Write out all the entries word for word and omit any pictures.

▽

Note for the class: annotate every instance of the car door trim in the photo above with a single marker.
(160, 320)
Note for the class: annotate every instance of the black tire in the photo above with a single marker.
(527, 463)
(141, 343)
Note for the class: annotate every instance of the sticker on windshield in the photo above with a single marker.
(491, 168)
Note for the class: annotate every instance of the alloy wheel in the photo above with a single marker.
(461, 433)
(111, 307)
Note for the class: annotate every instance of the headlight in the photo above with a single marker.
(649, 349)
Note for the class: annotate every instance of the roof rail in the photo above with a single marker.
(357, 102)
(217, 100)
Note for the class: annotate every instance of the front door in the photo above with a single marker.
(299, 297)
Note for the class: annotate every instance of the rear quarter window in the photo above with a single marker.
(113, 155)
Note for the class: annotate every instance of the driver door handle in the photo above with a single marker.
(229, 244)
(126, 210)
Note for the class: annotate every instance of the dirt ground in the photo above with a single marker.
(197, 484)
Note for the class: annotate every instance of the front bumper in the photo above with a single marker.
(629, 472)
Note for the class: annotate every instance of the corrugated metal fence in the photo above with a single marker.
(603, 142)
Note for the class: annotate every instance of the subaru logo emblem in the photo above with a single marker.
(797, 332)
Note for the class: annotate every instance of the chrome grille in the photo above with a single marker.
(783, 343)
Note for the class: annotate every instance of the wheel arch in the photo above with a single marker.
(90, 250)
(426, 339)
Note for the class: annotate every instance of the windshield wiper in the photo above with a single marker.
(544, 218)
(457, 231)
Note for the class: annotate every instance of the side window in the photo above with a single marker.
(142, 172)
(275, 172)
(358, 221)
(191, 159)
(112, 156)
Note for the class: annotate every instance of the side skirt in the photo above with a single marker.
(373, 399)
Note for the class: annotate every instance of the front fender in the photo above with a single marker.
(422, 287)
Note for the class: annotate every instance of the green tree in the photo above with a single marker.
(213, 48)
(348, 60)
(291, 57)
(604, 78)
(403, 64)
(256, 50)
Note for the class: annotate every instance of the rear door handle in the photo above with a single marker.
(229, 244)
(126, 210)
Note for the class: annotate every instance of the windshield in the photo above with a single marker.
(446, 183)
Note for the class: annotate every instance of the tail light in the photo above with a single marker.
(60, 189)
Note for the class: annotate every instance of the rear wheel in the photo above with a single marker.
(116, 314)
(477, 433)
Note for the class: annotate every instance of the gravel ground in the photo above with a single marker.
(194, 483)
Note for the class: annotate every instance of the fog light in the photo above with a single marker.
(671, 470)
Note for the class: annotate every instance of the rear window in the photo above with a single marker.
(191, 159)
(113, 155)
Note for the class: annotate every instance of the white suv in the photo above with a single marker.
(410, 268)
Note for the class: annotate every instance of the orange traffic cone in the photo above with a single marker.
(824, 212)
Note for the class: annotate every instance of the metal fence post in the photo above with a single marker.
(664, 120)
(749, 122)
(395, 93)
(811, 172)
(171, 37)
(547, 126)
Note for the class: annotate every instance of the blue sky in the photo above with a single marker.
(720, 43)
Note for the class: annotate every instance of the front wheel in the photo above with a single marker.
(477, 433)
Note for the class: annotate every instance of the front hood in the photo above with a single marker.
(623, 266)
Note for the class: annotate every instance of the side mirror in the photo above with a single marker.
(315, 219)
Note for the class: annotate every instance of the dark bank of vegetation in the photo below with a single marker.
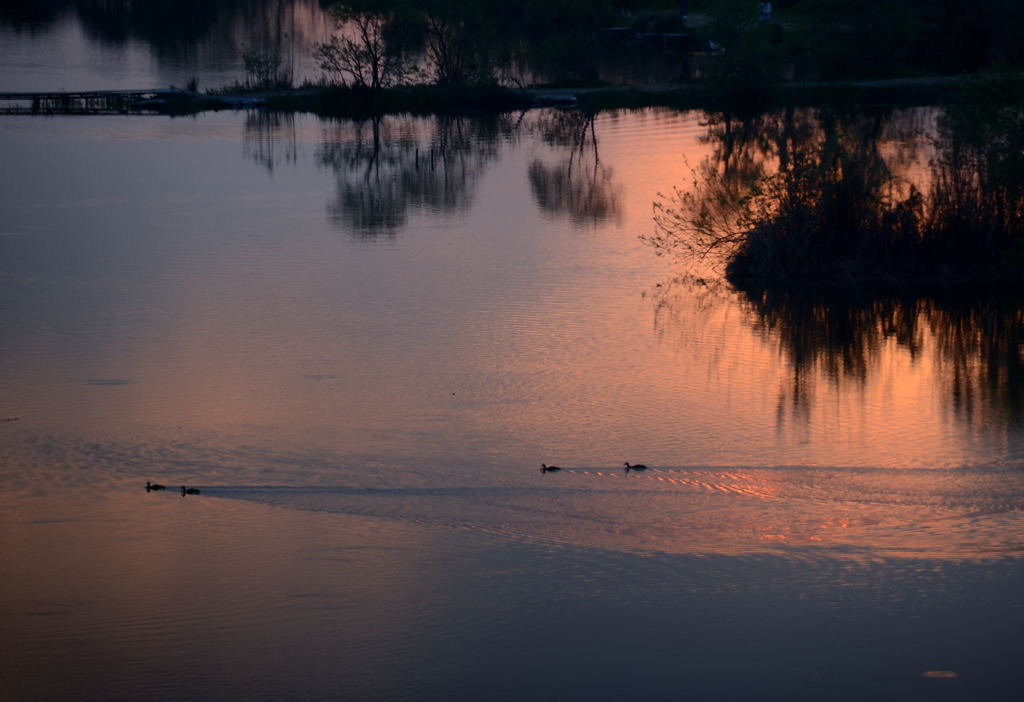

△

Output of the task:
Note for the class: annotate every instance of the car door trim in the photo above with a single marker.
(160, 320)
Note for the class: annotate every instance of the black tire in the photo above with a single marker.
(527, 463)
(141, 343)
Note for the class: annotate every instance of the sticker on windshield in the photo above with a single marker.
(491, 168)
Note for the class: annotate every instance of the alloy wheel in the photo above with a single marker.
(461, 433)
(111, 307)
Note for the class: annotate every instance of the headlight in the photo above with a single marker.
(649, 349)
Note for the class: annotate every instance of the roof rail in the photo above with a single marker.
(357, 102)
(217, 100)
Note for the class: annotate every instance of the front door in the photo above with a single marker.
(299, 297)
Note for the class: annotate every instance of the rear quarter window in the photo above with a single marker.
(113, 155)
Note for the class: annotate every instance of the driver door handle in the photo above with a single marker.
(229, 244)
(126, 210)
Note for the class: annotate every instance of the dirt ground in the photo above with a single marker.
(197, 484)
Note for the class: annotate every instance of the front bumper in the photo above with a single marker.
(629, 472)
Note for the class: annotate every instance of the corrugated metal fence in the photo above with a single marker.
(603, 142)
Note for the class: annotate every instance of the subaru logo emblem in the photo above with a single marker.
(797, 332)
Note for the class: annotate every instance of the chrome grille in the photo above with a single marker.
(783, 343)
Note for the class: annotate every instance of the wheel arch in the photo above with a single marker.
(90, 250)
(426, 339)
Note for the class: annotate every instance of the windshield wiper in the photo above with a single marker.
(544, 218)
(457, 231)
Note for the class: annotate every instance of the side window in the photo above with a single marker.
(142, 172)
(275, 172)
(358, 221)
(191, 159)
(112, 156)
Note for the class: annotate every instance of the side skirt in the photo above with a single marker.
(373, 399)
Note for the class: annotate every instance of the front fender in the photo above with a single marker.
(422, 287)
Note for the class: annotate every instance of the green tree in the photo above with a single marker.
(213, 48)
(348, 60)
(291, 57)
(604, 78)
(403, 64)
(256, 50)
Note for the class: annotate every instance of the rear door handle in the photo above with a single marker.
(229, 244)
(126, 210)
Note for the class: annotate every instance of the windshield in the photo above with a single marker.
(446, 183)
Note for the class: annotate every instance of the tail light in the photo above with a single marker.
(60, 189)
Note for the class: annotate every instance of the rear wheel in the photo above with a single marker.
(116, 314)
(477, 433)
Note for the class: annotate every instance of the gravel ground in the photo above with a single marker.
(194, 483)
Note for the class: annotate every instance of the fog light in the photo above with a single marker.
(671, 470)
Note for the class: annotate every instance of the rear window in the photo above with a single marker.
(191, 159)
(113, 155)
Note for the class: annotate every instance of the white suv in the photo above with a single marker.
(410, 268)
Note for the class: annotate every instance of the orange traffic cone in the photo above with a single marker.
(824, 212)
Note for the class: annotate every instance of the metal fence post in the photo above with a single marker.
(664, 120)
(749, 122)
(395, 93)
(811, 172)
(171, 37)
(547, 126)
Note for the class: annotate every instance of the blue sky in the photo above with a single marker.
(720, 43)
Note for the class: annotate every instance of the front wheel in the photo above with a single marker.
(477, 433)
Note for the class: annotate every instance of the front hood in the photo above with a single marker.
(623, 266)
Note for the class: annotate every instance of the side mirror in the photo above with a single marker.
(315, 219)
Note for the class: annotate every instance of the dark bank of vegetation in the photo below with a single marker.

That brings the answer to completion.